(DOCUMENT):

•••

Today is National Wear Your Apron Day!  It’s always the day after Mother’s Day.  And we observe it religiously.  🙂

Famous (or infamous) Susanna Wesley believed in daily prayer.  It must be so because her sons birthed a movement for Christ.  But she had a passel of children and finding a quiet place and time to pray was challenging.  So she would flip her apron over her head.  It is said that her children knew that when Mama was under her apron they were not to bother her.  She was talking to the Lord.


Van Gogh’s Woman Praying

I could use a little more time under my apron.  As any mother knows you can’t even get privacy in the bathroom!  As soon as I climb into the tub I’m host to a parade.  All of a sudden there are a dozen questions to be answered–urgently, outfits (or get-ups….there’s a fine line) to approve, splinters to take out, and “Mommy, how long will you be in there?”

When I tie on my apron my mind switches from relaxed to industrious.  Suddenly I feel like mulching the garden, making floral arrangements for every room, baking some cookies and tidying the place up.  When that’s done how about an old fashioned hand-written letter to a grandmother, a long-distance friend, or just someone that could use a little cheering up.

I firmly believe that my job–raising these little people who call me Mommy–is the most important job in the world.  Maybe that sounds like a trite little thing women say to themselves to assuage feelings of insecurity for not doing the really important things–you know like working at the bank or writing for the newspaper or teaching other people’s children.  But, it is not just something I say.  It’s something I mean.

•••

(RECORDS):
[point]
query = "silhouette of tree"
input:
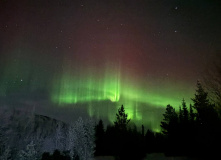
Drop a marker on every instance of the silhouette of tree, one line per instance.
(191, 115)
(99, 138)
(170, 120)
(122, 120)
(212, 82)
(205, 110)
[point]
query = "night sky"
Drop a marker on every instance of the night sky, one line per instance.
(69, 58)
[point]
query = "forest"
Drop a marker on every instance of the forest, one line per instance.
(192, 131)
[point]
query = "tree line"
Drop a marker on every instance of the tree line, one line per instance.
(192, 131)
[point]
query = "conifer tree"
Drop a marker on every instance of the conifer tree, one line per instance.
(170, 121)
(185, 112)
(205, 110)
(122, 120)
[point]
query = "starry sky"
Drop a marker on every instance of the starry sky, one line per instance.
(71, 58)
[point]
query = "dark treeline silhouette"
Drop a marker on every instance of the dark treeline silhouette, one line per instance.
(193, 131)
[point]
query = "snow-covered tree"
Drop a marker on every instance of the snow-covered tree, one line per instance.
(84, 139)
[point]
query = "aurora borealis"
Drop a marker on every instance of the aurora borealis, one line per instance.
(97, 55)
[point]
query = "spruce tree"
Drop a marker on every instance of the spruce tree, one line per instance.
(185, 112)
(205, 110)
(170, 121)
(122, 120)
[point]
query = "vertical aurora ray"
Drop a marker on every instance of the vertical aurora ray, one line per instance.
(71, 89)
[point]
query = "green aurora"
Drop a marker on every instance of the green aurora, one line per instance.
(111, 84)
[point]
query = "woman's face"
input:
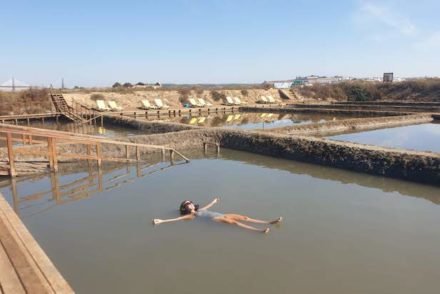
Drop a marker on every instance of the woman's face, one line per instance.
(191, 207)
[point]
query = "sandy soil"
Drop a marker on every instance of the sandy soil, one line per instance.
(131, 101)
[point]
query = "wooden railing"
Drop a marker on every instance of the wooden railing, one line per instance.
(53, 138)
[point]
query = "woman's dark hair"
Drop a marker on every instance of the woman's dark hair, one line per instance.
(184, 209)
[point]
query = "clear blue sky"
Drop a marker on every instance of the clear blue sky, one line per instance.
(220, 41)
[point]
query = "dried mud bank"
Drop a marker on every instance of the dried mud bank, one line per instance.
(327, 110)
(372, 106)
(352, 125)
(150, 127)
(423, 167)
(397, 103)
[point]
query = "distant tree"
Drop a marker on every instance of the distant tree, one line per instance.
(95, 97)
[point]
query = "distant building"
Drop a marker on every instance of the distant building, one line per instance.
(388, 77)
(14, 85)
(313, 79)
(282, 85)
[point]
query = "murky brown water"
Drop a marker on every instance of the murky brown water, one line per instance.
(247, 120)
(106, 130)
(423, 137)
(343, 232)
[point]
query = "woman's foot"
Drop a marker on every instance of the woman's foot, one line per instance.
(277, 221)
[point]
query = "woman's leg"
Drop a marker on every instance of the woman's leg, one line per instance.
(243, 218)
(227, 220)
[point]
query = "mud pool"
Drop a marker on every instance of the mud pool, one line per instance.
(423, 137)
(343, 232)
(246, 120)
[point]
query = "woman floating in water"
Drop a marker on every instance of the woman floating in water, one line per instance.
(189, 211)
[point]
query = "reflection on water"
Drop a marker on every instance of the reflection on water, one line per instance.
(110, 131)
(248, 120)
(357, 233)
(423, 137)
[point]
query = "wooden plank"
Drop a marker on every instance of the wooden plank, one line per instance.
(11, 159)
(9, 281)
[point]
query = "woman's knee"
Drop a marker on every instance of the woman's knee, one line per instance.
(239, 217)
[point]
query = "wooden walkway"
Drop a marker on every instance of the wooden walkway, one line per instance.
(24, 267)
(48, 139)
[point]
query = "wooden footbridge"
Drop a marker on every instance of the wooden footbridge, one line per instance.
(47, 149)
(61, 106)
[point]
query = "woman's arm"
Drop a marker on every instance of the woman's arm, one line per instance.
(210, 204)
(157, 221)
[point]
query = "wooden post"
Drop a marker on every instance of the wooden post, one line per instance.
(98, 154)
(171, 155)
(138, 170)
(55, 187)
(127, 152)
(52, 151)
(15, 197)
(138, 155)
(12, 171)
(89, 152)
(100, 182)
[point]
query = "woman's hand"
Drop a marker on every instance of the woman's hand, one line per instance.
(157, 221)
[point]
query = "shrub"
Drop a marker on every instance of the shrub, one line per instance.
(217, 96)
(198, 90)
(95, 97)
(184, 94)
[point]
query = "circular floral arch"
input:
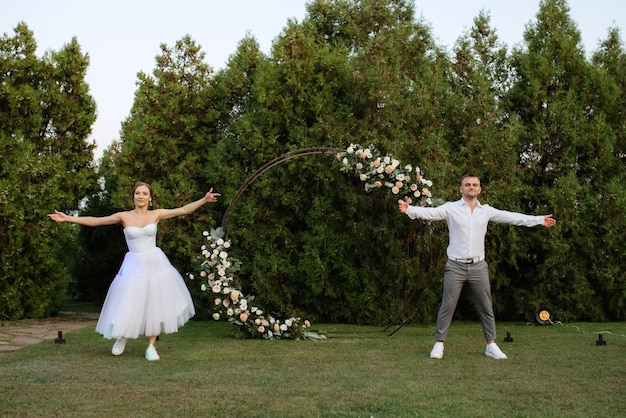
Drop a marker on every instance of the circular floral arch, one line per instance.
(218, 271)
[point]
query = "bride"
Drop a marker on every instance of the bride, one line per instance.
(148, 295)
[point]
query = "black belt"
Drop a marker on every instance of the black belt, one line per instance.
(468, 260)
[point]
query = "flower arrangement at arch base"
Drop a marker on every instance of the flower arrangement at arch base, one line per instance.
(218, 271)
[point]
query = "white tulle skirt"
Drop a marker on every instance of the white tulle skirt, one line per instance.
(147, 297)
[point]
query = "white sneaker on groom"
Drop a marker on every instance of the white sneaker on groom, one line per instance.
(494, 351)
(437, 351)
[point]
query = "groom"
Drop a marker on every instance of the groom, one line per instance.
(467, 222)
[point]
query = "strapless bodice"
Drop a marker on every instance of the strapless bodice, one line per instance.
(140, 239)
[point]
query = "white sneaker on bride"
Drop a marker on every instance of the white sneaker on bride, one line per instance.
(118, 347)
(494, 351)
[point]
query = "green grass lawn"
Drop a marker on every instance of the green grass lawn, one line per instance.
(552, 371)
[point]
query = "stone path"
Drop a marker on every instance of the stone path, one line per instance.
(17, 334)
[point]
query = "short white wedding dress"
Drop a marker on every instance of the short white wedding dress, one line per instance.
(148, 296)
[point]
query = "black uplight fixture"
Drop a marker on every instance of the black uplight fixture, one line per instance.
(544, 316)
(59, 339)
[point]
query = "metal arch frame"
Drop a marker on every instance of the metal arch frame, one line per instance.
(276, 161)
(323, 151)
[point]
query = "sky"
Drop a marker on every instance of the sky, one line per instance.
(123, 38)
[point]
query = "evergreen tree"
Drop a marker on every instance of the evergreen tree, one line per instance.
(46, 117)
(567, 154)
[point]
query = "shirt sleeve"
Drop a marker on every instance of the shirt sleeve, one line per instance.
(438, 213)
(514, 218)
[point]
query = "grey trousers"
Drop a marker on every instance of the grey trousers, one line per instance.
(455, 276)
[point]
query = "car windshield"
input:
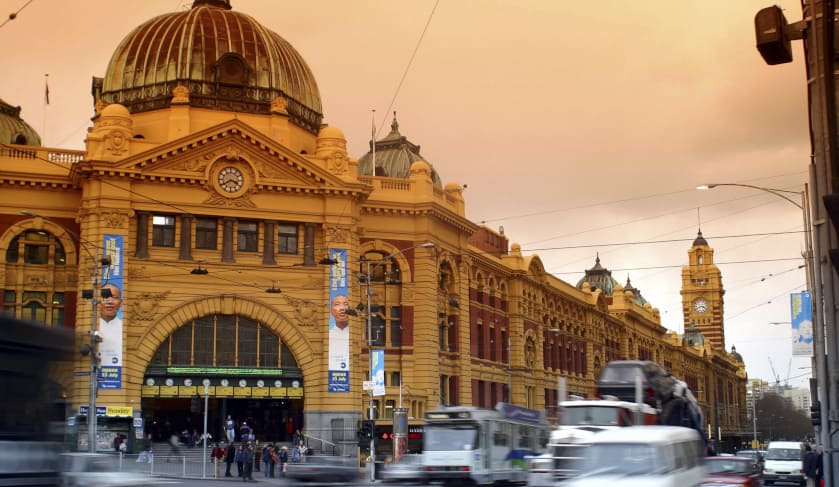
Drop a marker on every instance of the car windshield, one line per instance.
(620, 459)
(730, 466)
(450, 437)
(621, 374)
(783, 454)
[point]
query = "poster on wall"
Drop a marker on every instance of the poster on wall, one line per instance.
(110, 315)
(801, 317)
(339, 323)
(377, 369)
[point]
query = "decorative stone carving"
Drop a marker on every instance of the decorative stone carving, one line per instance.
(145, 305)
(180, 95)
(216, 199)
(305, 311)
(279, 105)
(338, 163)
(337, 234)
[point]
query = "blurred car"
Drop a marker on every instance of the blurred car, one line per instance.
(407, 469)
(97, 470)
(620, 379)
(755, 455)
(325, 469)
(727, 471)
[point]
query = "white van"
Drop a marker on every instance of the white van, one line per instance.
(782, 463)
(649, 456)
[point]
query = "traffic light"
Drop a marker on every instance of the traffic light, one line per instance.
(815, 414)
(365, 434)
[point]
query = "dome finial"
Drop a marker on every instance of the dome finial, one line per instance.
(225, 4)
(394, 126)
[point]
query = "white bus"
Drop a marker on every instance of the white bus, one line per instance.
(469, 445)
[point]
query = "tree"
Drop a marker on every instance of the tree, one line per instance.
(778, 419)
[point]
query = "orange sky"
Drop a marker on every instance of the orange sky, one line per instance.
(574, 124)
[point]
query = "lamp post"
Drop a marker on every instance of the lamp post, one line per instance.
(369, 292)
(91, 348)
(814, 284)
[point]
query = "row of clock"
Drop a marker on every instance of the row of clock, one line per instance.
(223, 383)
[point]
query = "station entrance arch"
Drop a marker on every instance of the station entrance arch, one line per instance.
(248, 370)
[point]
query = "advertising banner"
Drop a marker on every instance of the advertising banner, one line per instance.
(339, 324)
(110, 315)
(377, 371)
(801, 317)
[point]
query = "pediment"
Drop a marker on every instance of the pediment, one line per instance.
(200, 157)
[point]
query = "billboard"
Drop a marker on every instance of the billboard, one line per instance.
(801, 317)
(339, 324)
(109, 309)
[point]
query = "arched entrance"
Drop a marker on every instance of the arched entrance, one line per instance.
(250, 372)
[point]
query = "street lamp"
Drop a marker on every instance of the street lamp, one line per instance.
(91, 348)
(367, 280)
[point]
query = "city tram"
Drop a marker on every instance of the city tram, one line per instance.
(470, 445)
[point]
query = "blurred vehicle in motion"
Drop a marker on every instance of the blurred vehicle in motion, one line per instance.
(783, 463)
(649, 456)
(755, 455)
(579, 420)
(97, 470)
(407, 469)
(466, 445)
(728, 471)
(620, 378)
(34, 369)
(324, 469)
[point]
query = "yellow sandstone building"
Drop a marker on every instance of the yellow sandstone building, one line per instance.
(213, 217)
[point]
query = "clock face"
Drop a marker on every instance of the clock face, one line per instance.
(230, 179)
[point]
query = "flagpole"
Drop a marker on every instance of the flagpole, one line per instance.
(46, 102)
(373, 169)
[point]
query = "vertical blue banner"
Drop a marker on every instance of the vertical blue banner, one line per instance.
(339, 324)
(377, 371)
(110, 315)
(801, 317)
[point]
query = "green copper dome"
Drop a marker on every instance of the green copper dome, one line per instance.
(13, 129)
(226, 59)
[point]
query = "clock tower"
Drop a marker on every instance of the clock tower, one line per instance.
(702, 292)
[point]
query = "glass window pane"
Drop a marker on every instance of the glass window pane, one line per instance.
(248, 236)
(182, 345)
(36, 254)
(203, 354)
(287, 239)
(225, 341)
(247, 342)
(161, 356)
(206, 233)
(13, 250)
(163, 231)
(268, 348)
(60, 257)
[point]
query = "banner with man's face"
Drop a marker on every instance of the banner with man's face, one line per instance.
(339, 324)
(109, 310)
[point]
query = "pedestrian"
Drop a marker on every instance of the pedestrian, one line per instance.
(174, 448)
(218, 456)
(811, 468)
(240, 457)
(266, 459)
(249, 460)
(282, 460)
(229, 458)
(230, 429)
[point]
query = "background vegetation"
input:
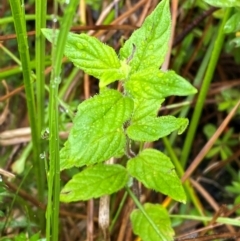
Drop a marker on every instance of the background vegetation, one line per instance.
(206, 155)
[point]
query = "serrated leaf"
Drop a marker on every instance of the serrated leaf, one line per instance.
(94, 182)
(224, 3)
(155, 84)
(151, 129)
(92, 56)
(159, 216)
(97, 133)
(233, 23)
(156, 171)
(148, 45)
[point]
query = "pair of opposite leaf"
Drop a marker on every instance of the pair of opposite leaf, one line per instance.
(98, 132)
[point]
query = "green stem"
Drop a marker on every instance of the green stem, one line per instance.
(189, 189)
(204, 89)
(118, 211)
(52, 215)
(19, 22)
(139, 205)
(28, 17)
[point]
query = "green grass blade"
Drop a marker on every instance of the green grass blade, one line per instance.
(204, 89)
(54, 171)
(20, 27)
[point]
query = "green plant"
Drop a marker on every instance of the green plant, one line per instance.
(106, 125)
(222, 146)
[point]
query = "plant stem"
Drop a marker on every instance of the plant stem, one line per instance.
(41, 8)
(52, 215)
(204, 89)
(139, 205)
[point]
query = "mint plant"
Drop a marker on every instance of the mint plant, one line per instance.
(107, 124)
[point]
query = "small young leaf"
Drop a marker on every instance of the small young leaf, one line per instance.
(145, 108)
(94, 182)
(155, 84)
(92, 56)
(233, 23)
(97, 132)
(156, 171)
(159, 216)
(148, 45)
(151, 129)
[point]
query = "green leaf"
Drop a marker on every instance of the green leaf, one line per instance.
(224, 3)
(148, 45)
(94, 182)
(155, 84)
(156, 171)
(160, 217)
(93, 57)
(151, 129)
(97, 133)
(233, 23)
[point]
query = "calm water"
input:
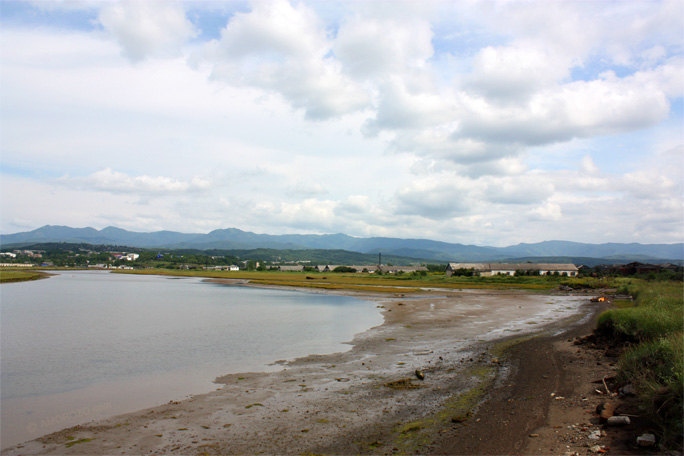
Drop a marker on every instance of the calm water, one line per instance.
(95, 344)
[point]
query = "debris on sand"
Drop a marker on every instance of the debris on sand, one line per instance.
(403, 384)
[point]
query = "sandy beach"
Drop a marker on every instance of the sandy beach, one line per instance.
(406, 386)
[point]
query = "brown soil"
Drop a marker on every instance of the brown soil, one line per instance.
(410, 386)
(548, 403)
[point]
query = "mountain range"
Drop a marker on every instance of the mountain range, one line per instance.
(233, 238)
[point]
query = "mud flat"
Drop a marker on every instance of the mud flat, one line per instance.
(401, 387)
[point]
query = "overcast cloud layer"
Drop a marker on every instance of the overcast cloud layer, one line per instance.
(479, 122)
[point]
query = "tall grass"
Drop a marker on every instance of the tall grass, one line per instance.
(654, 363)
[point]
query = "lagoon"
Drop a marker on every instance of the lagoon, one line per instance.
(89, 344)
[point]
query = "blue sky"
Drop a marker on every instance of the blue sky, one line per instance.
(479, 122)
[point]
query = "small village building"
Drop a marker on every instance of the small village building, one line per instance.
(492, 269)
(297, 268)
(401, 269)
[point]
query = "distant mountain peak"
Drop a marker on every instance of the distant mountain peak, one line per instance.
(234, 238)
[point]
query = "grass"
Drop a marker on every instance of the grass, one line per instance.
(388, 283)
(654, 363)
(18, 275)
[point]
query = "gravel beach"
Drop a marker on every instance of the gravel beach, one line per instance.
(410, 385)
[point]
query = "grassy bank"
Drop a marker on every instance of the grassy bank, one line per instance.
(654, 362)
(19, 275)
(404, 282)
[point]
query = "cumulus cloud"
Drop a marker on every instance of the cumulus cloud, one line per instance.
(436, 197)
(111, 181)
(376, 48)
(609, 105)
(283, 49)
(147, 28)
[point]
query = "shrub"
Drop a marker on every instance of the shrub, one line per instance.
(654, 365)
(656, 371)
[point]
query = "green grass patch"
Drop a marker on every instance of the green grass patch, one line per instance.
(413, 436)
(654, 364)
(19, 275)
(388, 283)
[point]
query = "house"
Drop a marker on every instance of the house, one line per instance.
(384, 269)
(297, 268)
(492, 269)
(368, 268)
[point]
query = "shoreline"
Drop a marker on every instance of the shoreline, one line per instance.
(364, 400)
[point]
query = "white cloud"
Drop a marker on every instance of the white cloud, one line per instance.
(377, 48)
(146, 28)
(547, 211)
(282, 49)
(108, 180)
(475, 122)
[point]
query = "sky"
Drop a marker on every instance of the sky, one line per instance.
(474, 122)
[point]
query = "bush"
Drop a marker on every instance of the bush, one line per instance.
(656, 371)
(654, 365)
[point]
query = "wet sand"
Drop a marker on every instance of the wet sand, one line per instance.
(366, 400)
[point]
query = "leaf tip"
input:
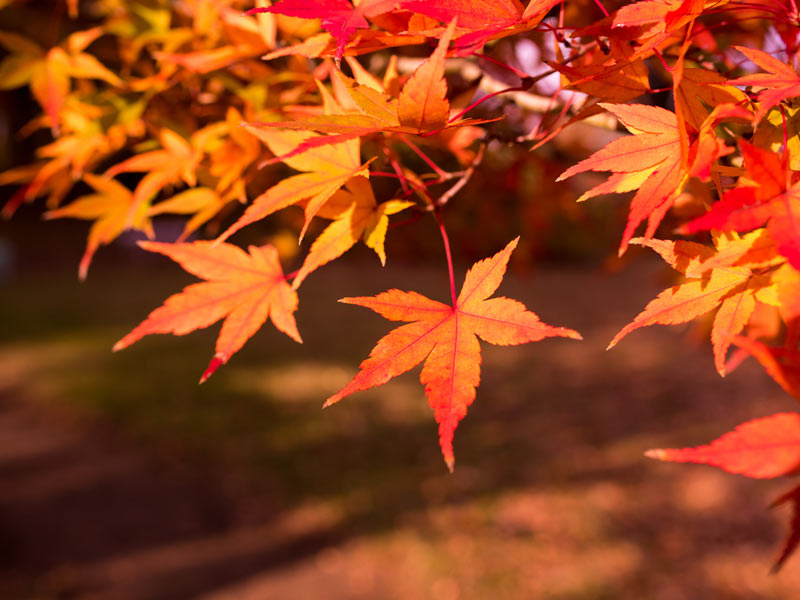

•••

(STATED TASK A): Print everything in the post about National Wear Your Apron Day from "I firmly believe" down to "something I mean.", keeping it word for word.
(STATED TASK B): Select each line of the records that contains the string "pair".

(FULL RESPONSE A):
I firmly believe that my job–raising these little people who call me Mommy–is the most important job in the world.  Maybe that sounds like a trite little thing women say to themselves to assuage feelings of insecurity for not doing the really important things–you know like working at the bank or writing for the newspaper or teaching other people’s children.  But, it is not just something I say.  It’s something I mean.

(FULL RESPONSE B):
query = "pair of opposite leaf"
Drop a marker on every instance of the pair of opposite leaf, one line per instance.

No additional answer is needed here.